THE TASK — Starting from the line that contains "braided hair in this photo.", reproduce each line exactly through the end of the material, and include no other lines.
>> START
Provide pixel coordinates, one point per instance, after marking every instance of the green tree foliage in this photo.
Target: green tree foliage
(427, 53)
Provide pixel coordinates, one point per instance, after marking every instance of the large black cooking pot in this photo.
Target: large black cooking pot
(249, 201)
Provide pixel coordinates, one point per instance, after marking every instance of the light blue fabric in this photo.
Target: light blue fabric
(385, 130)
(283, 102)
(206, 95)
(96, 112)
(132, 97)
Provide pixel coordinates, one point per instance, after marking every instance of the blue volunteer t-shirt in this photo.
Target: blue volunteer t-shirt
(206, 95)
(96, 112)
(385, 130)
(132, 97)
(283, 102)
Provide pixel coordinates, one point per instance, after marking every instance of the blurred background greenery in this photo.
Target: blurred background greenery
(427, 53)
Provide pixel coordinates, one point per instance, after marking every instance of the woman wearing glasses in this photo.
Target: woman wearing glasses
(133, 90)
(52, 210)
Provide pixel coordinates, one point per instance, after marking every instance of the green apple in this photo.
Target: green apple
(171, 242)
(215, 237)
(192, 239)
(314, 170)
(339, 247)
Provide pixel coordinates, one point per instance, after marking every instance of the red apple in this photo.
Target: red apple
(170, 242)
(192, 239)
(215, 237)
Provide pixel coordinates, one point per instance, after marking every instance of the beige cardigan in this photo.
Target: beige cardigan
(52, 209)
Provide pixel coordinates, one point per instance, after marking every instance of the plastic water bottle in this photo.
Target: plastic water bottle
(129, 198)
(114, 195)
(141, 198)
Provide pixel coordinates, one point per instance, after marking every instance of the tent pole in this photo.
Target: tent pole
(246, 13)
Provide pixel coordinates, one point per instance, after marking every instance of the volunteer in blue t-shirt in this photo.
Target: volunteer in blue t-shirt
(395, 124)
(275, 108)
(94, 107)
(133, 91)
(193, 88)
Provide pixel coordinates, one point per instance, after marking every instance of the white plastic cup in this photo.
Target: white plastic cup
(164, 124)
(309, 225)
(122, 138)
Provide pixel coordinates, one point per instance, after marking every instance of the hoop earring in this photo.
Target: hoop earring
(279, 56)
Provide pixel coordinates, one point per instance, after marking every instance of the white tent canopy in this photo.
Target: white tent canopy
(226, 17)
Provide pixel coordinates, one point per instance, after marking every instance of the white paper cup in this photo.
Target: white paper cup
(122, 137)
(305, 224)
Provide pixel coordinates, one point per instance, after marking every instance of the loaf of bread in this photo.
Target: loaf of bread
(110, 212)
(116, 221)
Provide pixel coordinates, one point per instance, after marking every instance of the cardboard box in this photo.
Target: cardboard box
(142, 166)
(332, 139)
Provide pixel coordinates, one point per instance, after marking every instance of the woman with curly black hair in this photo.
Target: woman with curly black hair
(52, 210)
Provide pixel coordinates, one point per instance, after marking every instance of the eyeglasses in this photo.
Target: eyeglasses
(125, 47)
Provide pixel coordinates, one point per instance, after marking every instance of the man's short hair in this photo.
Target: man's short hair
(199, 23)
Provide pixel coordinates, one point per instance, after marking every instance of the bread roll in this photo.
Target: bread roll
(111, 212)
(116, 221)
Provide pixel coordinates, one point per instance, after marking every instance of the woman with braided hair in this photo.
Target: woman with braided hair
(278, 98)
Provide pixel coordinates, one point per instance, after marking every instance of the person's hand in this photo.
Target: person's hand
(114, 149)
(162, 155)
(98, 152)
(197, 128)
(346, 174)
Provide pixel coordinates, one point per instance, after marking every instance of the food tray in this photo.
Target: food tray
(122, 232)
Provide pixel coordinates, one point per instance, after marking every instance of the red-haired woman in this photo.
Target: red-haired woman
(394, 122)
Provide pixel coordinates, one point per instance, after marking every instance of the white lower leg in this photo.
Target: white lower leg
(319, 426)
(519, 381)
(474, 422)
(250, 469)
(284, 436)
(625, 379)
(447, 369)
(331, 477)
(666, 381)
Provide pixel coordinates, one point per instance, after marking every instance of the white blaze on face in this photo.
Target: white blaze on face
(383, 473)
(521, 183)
>> END
COMPLETE RESPONSE —
Provide pixel coordinates, one point per instance, after marking every instance of the woman with braided hair in this photo.
Target: woman with braided hair
(278, 98)
Provide pixel coordinates, one point per instance, after marking every instance of the person's hand in this photo.
Target: person's hand
(114, 149)
(162, 155)
(98, 152)
(197, 128)
(346, 174)
Provide pixel coordinates, one point per instance, after marking every instance of the food tray in this photo.
Target: food tray
(122, 232)
Provide pixel coordinates, one point per instance, after marking every instance of the red-haired woman in this photo.
Target: red-haired woman
(394, 122)
Provide pixel coordinates, one point per instance, after marking every instance of the white lower leg in this photo.
Target: white lower leg
(319, 426)
(519, 381)
(474, 422)
(250, 469)
(284, 436)
(625, 379)
(447, 369)
(331, 477)
(666, 381)
Provide pixel coordinates, one point per instance, after marking every instance of the white blaze on face in this photo.
Target: white blaze on face
(383, 473)
(521, 183)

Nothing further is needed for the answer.